— Start of Exercise data —

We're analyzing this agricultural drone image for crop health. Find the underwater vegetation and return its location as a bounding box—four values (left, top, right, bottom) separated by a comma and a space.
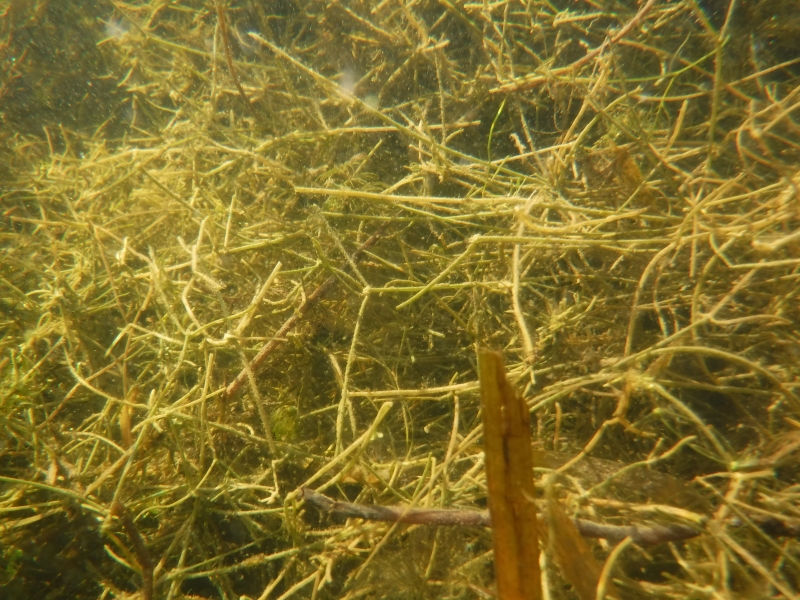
0, 0, 800, 600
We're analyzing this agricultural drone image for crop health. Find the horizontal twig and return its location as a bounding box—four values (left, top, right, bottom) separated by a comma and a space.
301, 487, 702, 545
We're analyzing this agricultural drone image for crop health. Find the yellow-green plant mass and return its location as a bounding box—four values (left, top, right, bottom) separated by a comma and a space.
0, 0, 800, 600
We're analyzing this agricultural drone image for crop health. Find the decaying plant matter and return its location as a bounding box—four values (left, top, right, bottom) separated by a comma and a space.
0, 0, 800, 600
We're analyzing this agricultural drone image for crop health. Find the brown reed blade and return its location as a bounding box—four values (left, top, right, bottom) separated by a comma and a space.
478, 349, 542, 600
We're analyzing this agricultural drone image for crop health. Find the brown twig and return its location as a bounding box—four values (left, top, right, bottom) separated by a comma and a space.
111, 501, 153, 600
225, 221, 389, 398
300, 487, 702, 546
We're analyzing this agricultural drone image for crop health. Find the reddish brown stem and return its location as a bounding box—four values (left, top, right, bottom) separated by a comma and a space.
225, 221, 389, 398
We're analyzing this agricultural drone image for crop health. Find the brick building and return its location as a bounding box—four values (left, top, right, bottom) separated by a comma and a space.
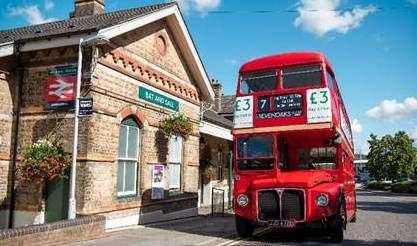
0, 0, 218, 228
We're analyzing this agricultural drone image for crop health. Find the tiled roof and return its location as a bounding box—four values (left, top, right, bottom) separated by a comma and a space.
220, 96, 236, 114
0, 3, 175, 43
203, 110, 233, 129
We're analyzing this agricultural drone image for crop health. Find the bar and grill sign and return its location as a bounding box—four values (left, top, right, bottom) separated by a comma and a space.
43, 65, 77, 109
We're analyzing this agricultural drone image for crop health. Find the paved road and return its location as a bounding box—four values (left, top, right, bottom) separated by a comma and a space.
75, 191, 417, 246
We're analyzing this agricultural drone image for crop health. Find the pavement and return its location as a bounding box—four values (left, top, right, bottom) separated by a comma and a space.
73, 191, 417, 246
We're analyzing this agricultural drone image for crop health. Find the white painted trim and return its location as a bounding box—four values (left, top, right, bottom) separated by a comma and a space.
97, 5, 214, 100
0, 210, 10, 230
0, 42, 14, 57
20, 34, 96, 52
200, 121, 233, 141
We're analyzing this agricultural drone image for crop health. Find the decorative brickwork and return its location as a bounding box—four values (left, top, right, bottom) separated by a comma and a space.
0, 216, 105, 246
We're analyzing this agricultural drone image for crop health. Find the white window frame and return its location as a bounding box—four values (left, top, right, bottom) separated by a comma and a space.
167, 136, 184, 194
117, 123, 141, 197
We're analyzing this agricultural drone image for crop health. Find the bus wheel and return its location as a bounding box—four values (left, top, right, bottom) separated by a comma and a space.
235, 215, 255, 238
329, 203, 346, 243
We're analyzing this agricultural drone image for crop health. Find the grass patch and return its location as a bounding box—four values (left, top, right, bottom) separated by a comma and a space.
391, 181, 417, 194
366, 181, 390, 190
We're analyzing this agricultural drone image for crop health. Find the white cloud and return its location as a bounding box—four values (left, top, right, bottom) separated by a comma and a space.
294, 0, 376, 36
355, 142, 369, 155
409, 126, 417, 141
8, 5, 55, 25
366, 97, 417, 121
224, 58, 237, 66
352, 119, 363, 134
173, 0, 221, 13
44, 0, 55, 11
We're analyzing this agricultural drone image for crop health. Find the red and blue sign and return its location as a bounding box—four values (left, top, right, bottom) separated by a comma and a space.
43, 65, 77, 109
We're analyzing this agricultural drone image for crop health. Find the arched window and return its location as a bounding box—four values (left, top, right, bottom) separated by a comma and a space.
168, 136, 183, 195
117, 118, 140, 196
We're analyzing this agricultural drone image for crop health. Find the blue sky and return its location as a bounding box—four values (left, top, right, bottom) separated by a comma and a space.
0, 0, 417, 153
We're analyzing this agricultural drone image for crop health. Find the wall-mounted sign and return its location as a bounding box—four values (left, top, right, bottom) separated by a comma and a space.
256, 94, 303, 119
139, 86, 179, 111
307, 88, 332, 123
233, 96, 253, 128
43, 65, 77, 109
151, 165, 165, 200
78, 97, 93, 116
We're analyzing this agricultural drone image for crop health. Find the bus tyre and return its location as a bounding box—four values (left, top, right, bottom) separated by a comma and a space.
235, 215, 255, 238
329, 203, 346, 243
329, 220, 343, 243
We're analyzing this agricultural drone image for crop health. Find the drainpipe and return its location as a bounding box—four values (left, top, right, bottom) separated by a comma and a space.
8, 44, 23, 228
68, 36, 110, 220
68, 38, 84, 220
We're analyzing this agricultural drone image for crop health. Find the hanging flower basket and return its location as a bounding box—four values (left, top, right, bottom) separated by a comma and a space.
17, 139, 70, 184
200, 160, 217, 182
160, 114, 193, 137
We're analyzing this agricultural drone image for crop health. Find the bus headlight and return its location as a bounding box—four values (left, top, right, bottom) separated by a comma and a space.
237, 194, 249, 207
316, 193, 329, 207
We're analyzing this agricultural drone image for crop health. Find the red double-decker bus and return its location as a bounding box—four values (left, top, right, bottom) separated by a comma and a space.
233, 52, 356, 242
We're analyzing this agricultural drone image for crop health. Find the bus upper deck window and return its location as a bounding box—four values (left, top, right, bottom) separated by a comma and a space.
283, 65, 321, 89
240, 70, 277, 94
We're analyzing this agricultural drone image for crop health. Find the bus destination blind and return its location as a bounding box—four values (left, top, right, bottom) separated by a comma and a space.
256, 94, 303, 119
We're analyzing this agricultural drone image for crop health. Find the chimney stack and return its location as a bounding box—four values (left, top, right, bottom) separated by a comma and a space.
211, 79, 223, 112
70, 0, 104, 18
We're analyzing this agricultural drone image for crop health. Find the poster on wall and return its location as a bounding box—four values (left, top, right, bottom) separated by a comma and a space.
43, 65, 77, 109
307, 88, 332, 123
151, 165, 165, 200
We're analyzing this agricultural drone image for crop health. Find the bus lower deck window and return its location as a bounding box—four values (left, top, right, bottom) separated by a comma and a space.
282, 65, 322, 89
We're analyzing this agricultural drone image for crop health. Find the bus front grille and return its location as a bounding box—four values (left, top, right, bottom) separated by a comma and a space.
259, 190, 280, 220
281, 190, 304, 221
258, 189, 305, 221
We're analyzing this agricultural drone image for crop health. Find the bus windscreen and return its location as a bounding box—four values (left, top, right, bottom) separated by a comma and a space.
240, 70, 278, 94
282, 65, 322, 89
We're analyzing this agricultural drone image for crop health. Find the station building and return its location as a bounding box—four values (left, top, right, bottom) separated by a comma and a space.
0, 0, 231, 228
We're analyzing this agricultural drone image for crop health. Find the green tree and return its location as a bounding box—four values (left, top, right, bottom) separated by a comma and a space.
368, 131, 417, 181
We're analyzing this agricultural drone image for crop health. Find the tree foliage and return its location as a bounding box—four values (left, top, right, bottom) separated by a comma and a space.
368, 131, 417, 181
160, 113, 193, 138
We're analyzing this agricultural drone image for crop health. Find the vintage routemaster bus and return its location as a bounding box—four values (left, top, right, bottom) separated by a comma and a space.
233, 52, 356, 242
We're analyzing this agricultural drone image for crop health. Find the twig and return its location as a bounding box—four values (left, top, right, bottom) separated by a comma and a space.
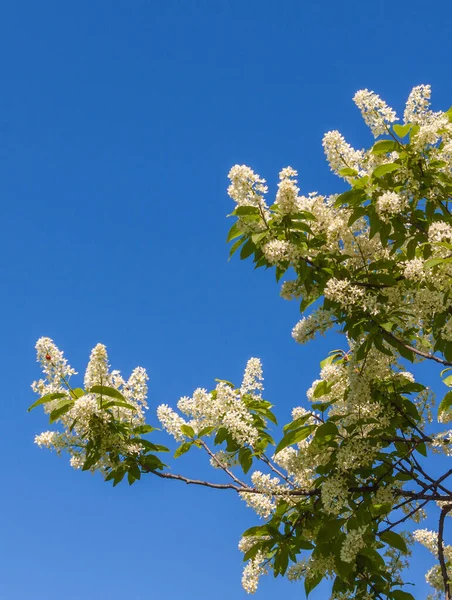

— End of Exercise data —

**Problem description:** Please recast the records above as a JSON list of strings, with one string per line and no blank lines. Leave the pictures out.

**Exercise answer:**
[
  "We're analyzing this agricultural drone image for crop health. Find the underwater vegetation and return its location as a bounding box—four values (left, top, right, bottom) separated by a comma and a space.",
  "0, 0, 800, 600",
  "We're analyzing this agricultural drone image for crop health. Find the horizontal twig and return its location as a bounding box—four values (left, top, right, bottom) separated by a comma and a space.",
  "301, 487, 702, 545",
  "We're analyzing this agricultural drone image for crop health. Find the yellow-green plant mass and return its location as a bounding box—four values (left, top, right, bottom) separated by a comma and a space.",
  "0, 0, 800, 600",
  "We're analyzing this agricultural drone image for crop health. Find the decaying plant matter and return its location as a bounding box—four values (left, top, right, bottom) separated by a comma and a space.",
  "0, 0, 800, 600",
  "We're analyzing this agricultural drone image for crop health. Find the brown reed blade and return its location as a bounding box—four values (left, top, right, bottom) separated by a comma and a space.",
  "478, 349, 542, 600",
  "We're analyzing this agricultural drone image for crop health. Find the brown twig and return its location as a bounding box—four values (left, top, right, bottom) separated by a comma and a space.",
  "111, 501, 153, 600",
  "225, 221, 389, 398",
  "300, 487, 702, 546",
  "We're analyzing this agricultural drone image for crop health. Find the reddish brown stem and return its location as a bounding box—four values (left, top, right, bottom) separated by a comma and a space.",
  "225, 221, 389, 398",
  "We're analyzing this agricultural drone image for crop health. Find the brick building and return its location as a bounding box—four values (left, top, right, bottom) separated by a comma and a space.",
  "0, 0, 218, 228",
  "We're analyzing this agricultural drone image for crop health. Find the tiled roof and return its location as a bounding box—four values (left, top, right, bottom) separated by a comma and a space.",
  "220, 96, 236, 114",
  "0, 3, 175, 43",
  "203, 110, 233, 129",
  "We're analyzing this agricultural drone image for crop health. Find the bar and grill sign and return its location as a bounding box—four values (left, top, right, bottom) separated by a comma and a space.",
  "43, 65, 77, 109",
  "We're analyzing this agricultural drone image for crop health. Find the paved road and return its location as a bounding box—four values (left, top, right, bottom) separated by a comma and a space.",
  "75, 191, 417, 246",
  "We're analyzing this agricultural drone image for crop health. Find the pavement and return its location as a bounding box—four values (left, top, right, bottom) separated by a comma and a space.",
  "73, 191, 417, 246",
  "We're analyzing this agricultural drone image for crop health. Find the white painted trim and return its location as a bounding box—four values (left, top, right, bottom) separated by a comma and a space.",
  "97, 5, 214, 100",
  "0, 210, 10, 230",
  "0, 42, 14, 57",
  "20, 34, 96, 52",
  "200, 121, 233, 141",
  "We're analyzing this agricultural drone image for crop health. Find the decorative brickwork and return its location as a bounding box—four values (left, top, right, bottom) separated by a comma and a space.",
  "0, 216, 105, 246",
  "We're analyzing this agricultural drone image for crop health. Find the white window frame and return its location as a bounding box—four values (left, top, right, bottom) separated by a comma and a space.",
  "167, 136, 184, 194",
  "117, 123, 141, 197",
  "We're analyzing this agricultural drone image for crop health. Find the bus wheel and return its location as a bounding box—four values (left, top, right, bottom) separated by a comma and a space.",
  "235, 215, 255, 238",
  "329, 203, 346, 243",
  "We're analyzing this agricultural drone image for crop health. Find the grass patch and return its location as a bounding box—four values (left, top, right, bottom) separated by a comma and a space.",
  "391, 181, 417, 194",
  "366, 181, 390, 190",
  "We're analyzing this agricultural drone image for crop health. Find the white cloud and return its location as a bounding box—four values (left, top, right, bottom) separated by a comma and a space.",
  "294, 0, 376, 36",
  "355, 142, 369, 155",
  "409, 126, 417, 141",
  "8, 5, 55, 25",
  "366, 97, 417, 121",
  "224, 58, 237, 66",
  "352, 119, 363, 134",
  "173, 0, 221, 13",
  "44, 0, 55, 11",
  "We're analyzing this agricultural drone image for crop health. Find the red and blue sign and return its location as a bounding box—four values (left, top, right, bottom) separated by a comma and a space.",
  "43, 65, 77, 109",
  "We're analyzing this agricultural drone image for crop health. Find the arched window and return its location as a bounding box—four values (left, top, right, bottom) separated by a comma and a space.",
  "168, 136, 183, 195",
  "117, 118, 140, 196",
  "We're analyzing this agricultural drone image for crop health. Find the blue sky and return its location as a bounding box—four values (left, top, right, bottom) separated by a comma and a space.",
  "0, 0, 417, 153",
  "We're analyzing this agricultural drone image for crop health. Find the wall-mounted sign and return its location as a bounding box—four values (left, top, right, bottom) separated by a comma and a space.",
  "256, 94, 303, 119",
  "139, 86, 179, 111",
  "307, 88, 332, 123",
  "233, 96, 253, 128",
  "43, 65, 77, 109",
  "151, 165, 165, 200",
  "78, 97, 93, 116",
  "We're analyzing this agricultural drone image for crop health. Find the bus tyre and return its location as a bounding box—four values (left, top, right, bottom) separated by a comma and a space.",
  "235, 215, 255, 238",
  "329, 203, 346, 243",
  "329, 220, 343, 243",
  "We're analyzing this agricultural drone image for crop health. Find the drainpipe and return its location as a bounding box—four values (left, top, right, bottom) separated by a comma and a space.",
  "8, 44, 23, 228",
  "68, 36, 110, 220",
  "68, 38, 84, 220",
  "We're analyzing this agricultural drone image for crop health. Find the hanging flower basket and return its location as a bounding box—four values (left, top, right, bottom) separated by a comma and a space.",
  "17, 139, 70, 184",
  "200, 160, 217, 182",
  "160, 114, 193, 137",
  "We're analyzing this agricultural drone image for crop health. Find the bus headlight and return its location as a bounding box—four values (left, top, right, bottom) separated by a comma and a space.",
  "237, 194, 249, 207",
  "316, 193, 329, 207",
  "We're analyzing this agricultural drone image for crop health. Find the red double-decker bus and return its location as a bounding box—four values (left, top, right, bottom) separated by a comma and a space.",
  "233, 52, 356, 242",
  "We're analyzing this agricultural drone image for crop health. Find the bus upper deck window and return its location as a bounding box—four values (left, top, right, bottom) separated by a comma and a space.",
  "283, 65, 321, 89",
  "240, 70, 277, 94",
  "We're analyzing this agricultural drone image for crop health. Find the bus destination blind and return its location as a bounding box—four values (left, top, right, bottom) separated by a comma and a space.",
  "256, 94, 303, 119",
  "We're analyzing this agricultural drone image for crop health. Find the chimney stack and return its location as a bounding box—four values (left, top, right, bottom) separated by a comma and a space.",
  "211, 79, 223, 112",
  "70, 0, 104, 18",
  "We're analyzing this agricultural drone image for crop health. Find the poster on wall and return its location as a bounding box—four values (left, top, right, bottom) separated by a comma and a space.",
  "43, 65, 77, 109",
  "307, 88, 332, 123",
  "151, 165, 165, 200",
  "We're analyzing this agricultural drone image for crop health. Find the bus lower deck window and return its location as a bounding box—four values (left, top, right, bottom) separated by a comma and a space.",
  "282, 65, 322, 89",
  "We're analyzing this agricultural drone image for crop health. Find the bus front grille and return its location as a bounding box—four values (left, top, right, bottom) separated by a comma and a space.",
  "259, 190, 280, 220",
  "281, 190, 304, 221",
  "258, 189, 305, 221",
  "We're analyzing this agricultural drone image for crop health. Find the bus windscreen and return its location as a bounding box—four values (left, top, right, bottom) separated by a comma and a space.",
  "240, 70, 278, 94",
  "282, 65, 322, 89",
  "We're analyzing this agricultural drone image for crop health. Find the station building and return its location as a bounding box—four values (left, top, right, bottom) separated by a comma and a space.",
  "0, 0, 231, 228",
  "We're analyzing this agricultural drone image for crop health. Find the green tree and return its location as a bounding box—four values (left, top, right, bottom) separated by a comma and a space.",
  "368, 131, 417, 181",
  "We're analyzing this agricultural drone image for crop health. Find the tree foliage and return its location as a bounding box—four values (left, top, right, bottom) separated by a comma and a space.",
  "368, 131, 417, 181",
  "160, 113, 193, 138",
  "We're analyzing this agricultural drone image for crop health. Find the vintage routemaster bus and return its location as a bounding box—four values (left, top, right, bottom) separated by a comma and a space.",
  "233, 52, 356, 242",
  "We're analyzing this agricultural drone image for crop health. Find the twig and return its location as a bounding box—four values (left, top, right, bottom) separated by a comma and a space."
]